━━━ INFORMATION SUPPLIED ━━━

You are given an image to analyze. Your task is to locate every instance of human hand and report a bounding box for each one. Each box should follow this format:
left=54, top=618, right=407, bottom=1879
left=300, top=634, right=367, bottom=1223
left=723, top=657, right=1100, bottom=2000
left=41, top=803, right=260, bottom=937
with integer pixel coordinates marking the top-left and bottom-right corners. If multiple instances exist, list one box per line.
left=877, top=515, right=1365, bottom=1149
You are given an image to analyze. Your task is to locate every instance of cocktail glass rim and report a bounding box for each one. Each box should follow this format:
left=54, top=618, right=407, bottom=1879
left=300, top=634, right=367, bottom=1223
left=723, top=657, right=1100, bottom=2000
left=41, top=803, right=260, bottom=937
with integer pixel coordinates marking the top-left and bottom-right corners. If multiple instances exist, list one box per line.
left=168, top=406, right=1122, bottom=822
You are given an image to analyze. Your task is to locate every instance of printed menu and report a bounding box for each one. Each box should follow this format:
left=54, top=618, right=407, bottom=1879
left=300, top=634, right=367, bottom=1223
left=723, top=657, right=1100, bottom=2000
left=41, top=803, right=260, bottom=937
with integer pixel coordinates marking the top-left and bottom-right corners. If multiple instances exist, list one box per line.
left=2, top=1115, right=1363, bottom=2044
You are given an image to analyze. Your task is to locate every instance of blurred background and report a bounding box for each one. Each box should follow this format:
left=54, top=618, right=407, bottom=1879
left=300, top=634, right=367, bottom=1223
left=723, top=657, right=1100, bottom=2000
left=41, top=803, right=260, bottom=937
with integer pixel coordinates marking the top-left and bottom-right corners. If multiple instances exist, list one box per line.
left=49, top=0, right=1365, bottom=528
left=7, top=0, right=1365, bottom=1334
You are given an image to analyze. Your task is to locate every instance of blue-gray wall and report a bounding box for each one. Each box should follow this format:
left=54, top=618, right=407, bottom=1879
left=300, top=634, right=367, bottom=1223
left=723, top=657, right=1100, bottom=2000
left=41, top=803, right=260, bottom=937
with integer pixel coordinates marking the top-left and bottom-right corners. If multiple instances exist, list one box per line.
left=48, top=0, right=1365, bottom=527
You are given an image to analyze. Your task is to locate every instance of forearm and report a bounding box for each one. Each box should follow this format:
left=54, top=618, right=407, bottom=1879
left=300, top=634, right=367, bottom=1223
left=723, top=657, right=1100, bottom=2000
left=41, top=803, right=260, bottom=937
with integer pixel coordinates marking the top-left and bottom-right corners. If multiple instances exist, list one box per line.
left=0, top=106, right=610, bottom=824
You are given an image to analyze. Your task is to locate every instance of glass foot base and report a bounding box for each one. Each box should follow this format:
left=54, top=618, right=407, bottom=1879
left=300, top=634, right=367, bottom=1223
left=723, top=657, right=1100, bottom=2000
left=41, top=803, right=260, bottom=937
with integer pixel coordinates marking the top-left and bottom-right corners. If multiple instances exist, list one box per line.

━━━

**TO DO:** Return only the lines running from the line with "instance of blurred" to the last line of the records, both included, exactly as written.

**RESPONSE FOR THIS EXERCISE:**
You are given an image to analyze. Your task is to locate every instance of blurred background and report a bounding box for each one. Each box should follow this format:
left=54, top=618, right=407, bottom=1879
left=300, top=634, right=367, bottom=1223
left=723, top=657, right=1100, bottom=2000
left=41, top=803, right=260, bottom=937
with integer pixel coordinates marking the top-left and bottom-right corners. If multiple instances exist, list one box per line.
left=49, top=0, right=1365, bottom=528
left=7, top=0, right=1365, bottom=1334
You are given an image to analyze. Your task is to locate every instance of blue-gray wall and report a bounding box for each one. Each box should follow this format:
left=54, top=618, right=407, bottom=1879
left=300, top=634, right=367, bottom=1223
left=723, top=657, right=1100, bottom=2000
left=41, top=803, right=260, bottom=937
with integer pixel coordinates marking the top-left and bottom-right corners. If multiple instances exist, list one box per line.
left=48, top=0, right=1365, bottom=527
You are given an image to analyze. Your task is to locate every instance of forearm and report a bounding box for each one. Each box should follow this format:
left=54, top=618, right=407, bottom=1879
left=300, top=634, right=367, bottom=1223
left=723, top=657, right=1100, bottom=2000
left=41, top=803, right=260, bottom=937
with integer pixel coordinates marking the top-left and bottom-right corners. If multiple instances exist, list one box per line.
left=0, top=106, right=610, bottom=824
You are given an image to analyze. Your task is to locate every instance of glass foot base and report a bounding box for each one. Each box should follow this format:
left=54, top=618, right=407, bottom=1879
left=300, top=634, right=367, bottom=1223
left=723, top=657, right=1100, bottom=2000
left=41, top=803, right=260, bottom=937
with integer pixel coordinates marking the top-left and bottom-right corners. If multiple instances exist, list one box per line.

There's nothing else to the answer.